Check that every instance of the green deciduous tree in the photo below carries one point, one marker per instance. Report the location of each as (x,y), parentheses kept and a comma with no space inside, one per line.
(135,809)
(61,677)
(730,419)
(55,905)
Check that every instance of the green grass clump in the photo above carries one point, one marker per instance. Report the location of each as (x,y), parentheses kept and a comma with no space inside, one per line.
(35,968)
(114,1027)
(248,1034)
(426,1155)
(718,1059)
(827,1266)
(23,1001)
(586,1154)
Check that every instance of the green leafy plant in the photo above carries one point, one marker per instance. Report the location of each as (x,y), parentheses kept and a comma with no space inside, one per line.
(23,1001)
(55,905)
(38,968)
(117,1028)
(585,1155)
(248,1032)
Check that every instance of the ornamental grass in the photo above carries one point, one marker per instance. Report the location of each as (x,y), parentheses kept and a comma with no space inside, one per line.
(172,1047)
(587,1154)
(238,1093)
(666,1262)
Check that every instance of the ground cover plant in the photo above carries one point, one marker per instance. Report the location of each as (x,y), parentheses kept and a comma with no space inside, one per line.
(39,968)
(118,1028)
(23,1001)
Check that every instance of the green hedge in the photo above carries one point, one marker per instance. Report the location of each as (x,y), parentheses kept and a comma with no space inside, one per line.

========================

# EXERCISE:
Reproduce, with both ends included, the lines from the one holding "Check that every instance of the ground" to the end of the records above.

# EXERCISE ANSWER:
Check that every instance of the ground cover plant in the photo above carries one point, one marker per instance. Report the location of each as (x,y), parentheses kept and a comma with no space inside, one per line.
(39,968)
(118,1028)
(23,1001)
Check that every instance of the green hedge in the photo above carries one point, one marker per instance. Report the location of each as (x,y), parentheses kept and a comma with no space inside, one per line.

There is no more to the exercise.